* _Problem details_
Omit the pictures and extract only the lines from the line containing "Tag one spot per instance of the green leaf" to the end of the material, each exactly as written.

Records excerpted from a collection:
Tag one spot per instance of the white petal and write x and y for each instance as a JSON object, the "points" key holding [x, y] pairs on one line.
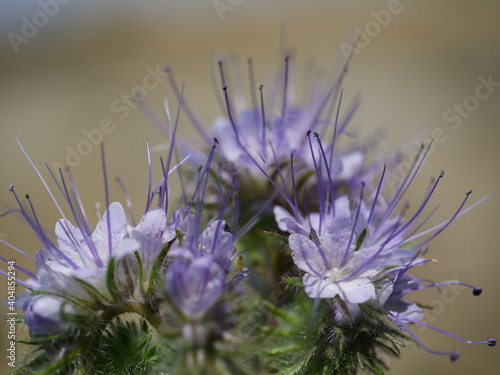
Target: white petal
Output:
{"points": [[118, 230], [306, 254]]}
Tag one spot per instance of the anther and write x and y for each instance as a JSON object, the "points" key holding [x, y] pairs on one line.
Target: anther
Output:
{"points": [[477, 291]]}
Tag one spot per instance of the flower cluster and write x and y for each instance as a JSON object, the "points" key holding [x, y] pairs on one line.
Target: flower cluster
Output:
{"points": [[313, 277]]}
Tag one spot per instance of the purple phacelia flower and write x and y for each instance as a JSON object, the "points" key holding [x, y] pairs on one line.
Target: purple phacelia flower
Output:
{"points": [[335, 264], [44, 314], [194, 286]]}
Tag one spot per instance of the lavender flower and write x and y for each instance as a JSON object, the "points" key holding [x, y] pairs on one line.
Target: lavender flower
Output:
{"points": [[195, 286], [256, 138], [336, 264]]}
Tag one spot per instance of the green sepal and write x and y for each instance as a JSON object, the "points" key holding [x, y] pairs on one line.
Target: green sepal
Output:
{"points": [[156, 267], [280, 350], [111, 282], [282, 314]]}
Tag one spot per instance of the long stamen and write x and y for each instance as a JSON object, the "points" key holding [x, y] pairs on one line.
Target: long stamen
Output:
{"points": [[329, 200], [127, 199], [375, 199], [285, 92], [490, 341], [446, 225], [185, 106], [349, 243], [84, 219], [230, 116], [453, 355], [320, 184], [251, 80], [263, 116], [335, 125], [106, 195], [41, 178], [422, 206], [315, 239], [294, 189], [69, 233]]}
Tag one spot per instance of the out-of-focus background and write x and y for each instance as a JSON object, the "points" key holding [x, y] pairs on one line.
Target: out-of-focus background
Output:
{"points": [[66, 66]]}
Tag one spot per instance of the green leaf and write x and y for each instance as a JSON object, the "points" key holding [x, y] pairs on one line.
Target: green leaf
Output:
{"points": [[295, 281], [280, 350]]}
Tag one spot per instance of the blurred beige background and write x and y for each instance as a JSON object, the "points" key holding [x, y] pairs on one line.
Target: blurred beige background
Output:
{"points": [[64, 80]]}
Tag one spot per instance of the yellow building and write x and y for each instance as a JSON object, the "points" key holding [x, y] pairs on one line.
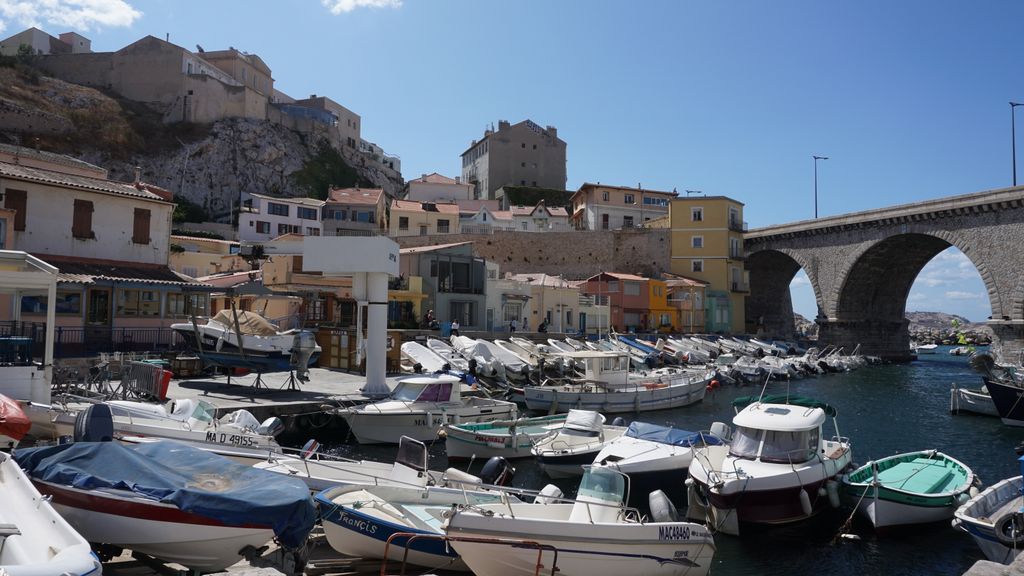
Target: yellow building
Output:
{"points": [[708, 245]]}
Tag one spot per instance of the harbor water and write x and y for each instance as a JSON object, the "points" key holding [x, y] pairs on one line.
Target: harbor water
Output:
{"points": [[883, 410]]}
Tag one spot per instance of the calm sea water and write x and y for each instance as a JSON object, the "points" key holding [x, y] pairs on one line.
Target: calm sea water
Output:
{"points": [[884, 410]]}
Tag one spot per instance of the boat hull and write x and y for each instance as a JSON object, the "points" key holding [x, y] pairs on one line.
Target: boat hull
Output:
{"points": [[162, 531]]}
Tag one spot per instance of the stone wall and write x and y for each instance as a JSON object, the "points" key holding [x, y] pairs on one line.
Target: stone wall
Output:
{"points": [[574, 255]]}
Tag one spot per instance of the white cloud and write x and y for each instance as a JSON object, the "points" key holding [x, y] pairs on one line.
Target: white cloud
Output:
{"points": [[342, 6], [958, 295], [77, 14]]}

* _Reply_
Tag one spot per instance of the green leaf and write x and y for each instance as a JSON object, the "points" key holding [x, y] pairs on one line.
Target: green leaf
Output:
{"points": [[295, 281], [280, 350]]}
Tag one spot per instance of the blurred beige background and write x and y for each instance as a JSON object, the "points" key holding [x, y] pairs on one line.
Target: blurred beige background
Output:
{"points": [[64, 80]]}
Tag one spot per instance of the yellow building and write x and y for each instance as a JSON object, the "points" key holding [x, y] pairs on one line.
Target: yellow building
Output:
{"points": [[708, 245]]}
Tag one spot per instance of the harbor water and write x and y for each instance as a JSON object, the "points" key holding [x, y] pairs on one line.
Target: harbor water
Output:
{"points": [[883, 410]]}
Tag one spot per instance of the calm sea water and write x and y for each instance as a JSON object, the "points" key holding [x, y] pairs on one line.
Target: calm sea water
Output:
{"points": [[884, 410]]}
Tag one spot per instance of the boat hull and write x and y for each instance as a JSON object, the "points" key holding [x, y] pairs on one line.
Target: boat hull
Output:
{"points": [[162, 531]]}
Tag one spot per instance of the stone wall and write x and y for each instance as a JSON object, the "points" key holding [x, y] pairs on one line.
Target: stone wall
Output:
{"points": [[574, 255]]}
Tag one spot per instance of the white cloud and write x and y for each instance as a JSON object, the "points" key holding [x, y] pairs on one line.
Target: white cloud
Output:
{"points": [[342, 6], [958, 295], [77, 14]]}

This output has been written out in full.